Tasks to carry out ->
[1] Reproduce the passage of the 2020 NFL Draft article starting with "NFL Draft in a studio. /" and going on through "the Los Angeles Times.".
[2] In the 2020 NFL Draft article, who reported that the draft would be held in a studio setting?
[3] Go on with the 2020 NFL Draft article from where it stops.

Source extract ->
####

Let's Make An In-Studio 2020 NFL Draft Fun

NFL Draft in a studio.
NFL Draft in a studio. / Frederick Breedon/Getty Images

The current plan is to hold the 2020 NFL Draft in a studio setting, according to Sam Farmer of the Los Angeles Times.

""The NFL is not commenting publicly about what’s in the works, but according to two individuals with knowledge of the discussions, the current plans call for some type of studio setting with cut-ins from the headquarters of the teams making the selection at a given time," Farmer wrote.""


I love and defend the NFL from the ferocious media as much as anyone, but even I don't have much faith this will be anything more than a draft without fans and a few people in a studio. A studio with high production, of course, which is important. Given the lack of sports during the COVID-19 pandemic, I expect it to be one of the highest-viewed drafts ever. With that in mind, there are some fun ideas I recommend the NFL uses in this still-to-be-determined studio:

Let us embrace AirPods: Modern technology has made the monotonous, but necessary, days of quarantining (I'm on day 10) less awful. We can now talk to and listen to anyone and anything with a little chip (yes, just one) in our ears. The NFL doesn't need players in suits and team hats to speak with snazzy-dressed reporters after getting drafted. Reporters and draftees can talk through Skype on television, with AirPods, in T-shirts in front of their bookshelves. (By the way, why does every on-air person with an in-home camera have a picture-perfect bookshelf with not a single open spot?)

####

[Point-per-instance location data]

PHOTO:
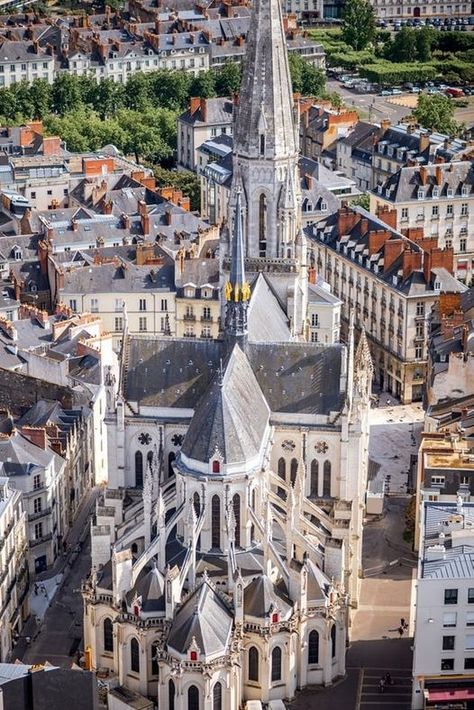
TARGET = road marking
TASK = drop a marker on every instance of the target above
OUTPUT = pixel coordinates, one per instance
(359, 688)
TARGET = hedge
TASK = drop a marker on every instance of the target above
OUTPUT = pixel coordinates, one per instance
(389, 73)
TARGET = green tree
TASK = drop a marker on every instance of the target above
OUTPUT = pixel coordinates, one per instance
(358, 24)
(228, 79)
(137, 93)
(437, 113)
(170, 89)
(183, 180)
(203, 85)
(403, 47)
(424, 40)
(40, 94)
(66, 94)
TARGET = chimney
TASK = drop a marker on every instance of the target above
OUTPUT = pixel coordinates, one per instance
(377, 239)
(392, 250)
(424, 142)
(346, 220)
(411, 262)
(387, 215)
(145, 221)
(203, 103)
(37, 436)
(195, 104)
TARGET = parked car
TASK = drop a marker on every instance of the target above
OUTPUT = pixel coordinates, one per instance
(454, 93)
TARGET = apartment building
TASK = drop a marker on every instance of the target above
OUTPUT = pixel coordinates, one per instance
(38, 473)
(197, 297)
(204, 120)
(443, 656)
(412, 9)
(390, 281)
(13, 567)
(439, 199)
(132, 297)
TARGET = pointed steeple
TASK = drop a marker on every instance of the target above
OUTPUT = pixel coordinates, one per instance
(265, 121)
(237, 290)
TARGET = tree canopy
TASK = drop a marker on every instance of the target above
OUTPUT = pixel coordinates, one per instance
(437, 113)
(358, 24)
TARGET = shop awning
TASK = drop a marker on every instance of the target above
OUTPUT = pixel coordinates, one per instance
(448, 694)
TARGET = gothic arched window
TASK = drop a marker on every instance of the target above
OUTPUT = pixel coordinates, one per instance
(217, 697)
(282, 468)
(253, 663)
(193, 698)
(276, 664)
(236, 507)
(313, 491)
(197, 504)
(313, 647)
(327, 478)
(154, 659)
(293, 470)
(171, 694)
(262, 225)
(138, 469)
(216, 522)
(171, 458)
(333, 641)
(134, 656)
(108, 636)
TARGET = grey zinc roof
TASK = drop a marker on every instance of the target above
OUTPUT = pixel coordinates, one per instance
(205, 618)
(150, 586)
(232, 416)
(261, 596)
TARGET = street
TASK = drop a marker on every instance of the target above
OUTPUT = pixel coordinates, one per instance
(58, 637)
(388, 567)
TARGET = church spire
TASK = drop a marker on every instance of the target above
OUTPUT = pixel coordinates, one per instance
(265, 121)
(237, 290)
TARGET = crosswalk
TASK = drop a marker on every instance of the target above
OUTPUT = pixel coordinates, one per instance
(396, 696)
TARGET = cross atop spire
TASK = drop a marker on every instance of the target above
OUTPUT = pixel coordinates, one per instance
(265, 121)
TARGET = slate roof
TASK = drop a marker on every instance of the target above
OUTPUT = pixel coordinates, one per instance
(267, 320)
(231, 418)
(261, 596)
(204, 617)
(293, 377)
(403, 186)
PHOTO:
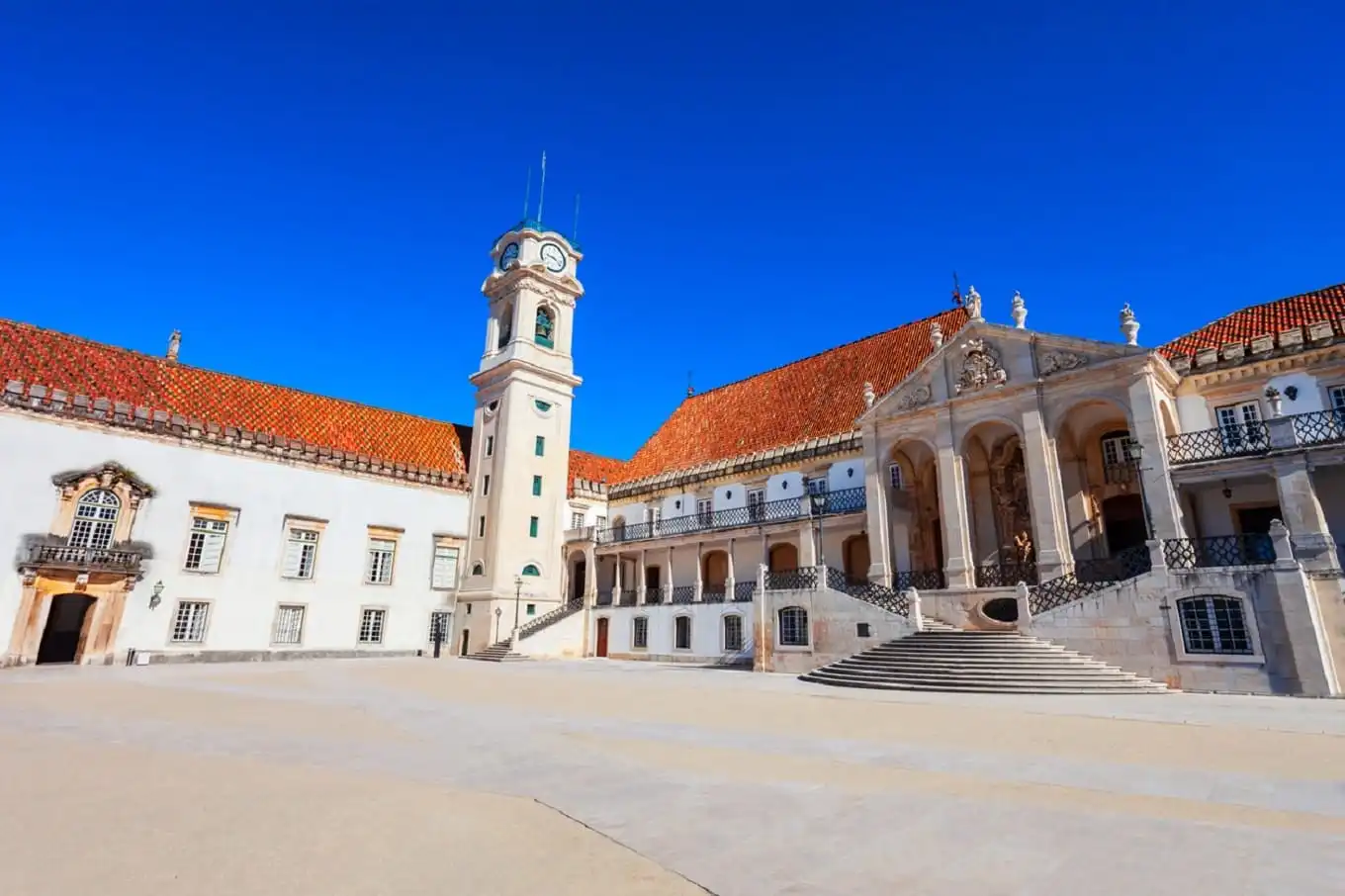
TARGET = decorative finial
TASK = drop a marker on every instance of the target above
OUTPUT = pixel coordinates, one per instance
(1128, 325)
(1020, 311)
(972, 303)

####

List of answers ->
[1]
NFL Draft in a studio. / Frederick Breedon/Getty Images

The current plan is to hold the 2020 NFL Draft in a studio setting, according to Sam Farmer of the Los Angeles Times.

[2] Sam Farmer of the Los Angeles Times.

[3]
If we need to see the players in hats, just remember how fast we saw Tom Brady in a Bucs uniform, via Photoshop. (And he won't even be wearing that uniform!)

I've long been convinced you don't really know a human until you read their tweets. So, axe the say all the right things interviews and instead have the players send out their thoughts on social media. Not saying all players would use the opportunity to take a shot at their haters, but we'd likely get some insight on that high school bully who once told a now-NFL player he was never going to make it past varsity benchwarmer.

Lastly, since this is going to take place in a studio, it might as well feature what studios were made for: yelling. Sure, smart, expert analysis will be in-demand during the draft. But with the hiatus of sports, the debaters will have become restless by the time this kicks off. Offensive line selections, scheme fits, and system transitions will serve as welcome debate topics to replace Jordan vs. LeBron Part (???). Just have Stephen A. Smith, Max Kellerman, Skip Bayless, Shannon Sharpe, and those in-between ready to go.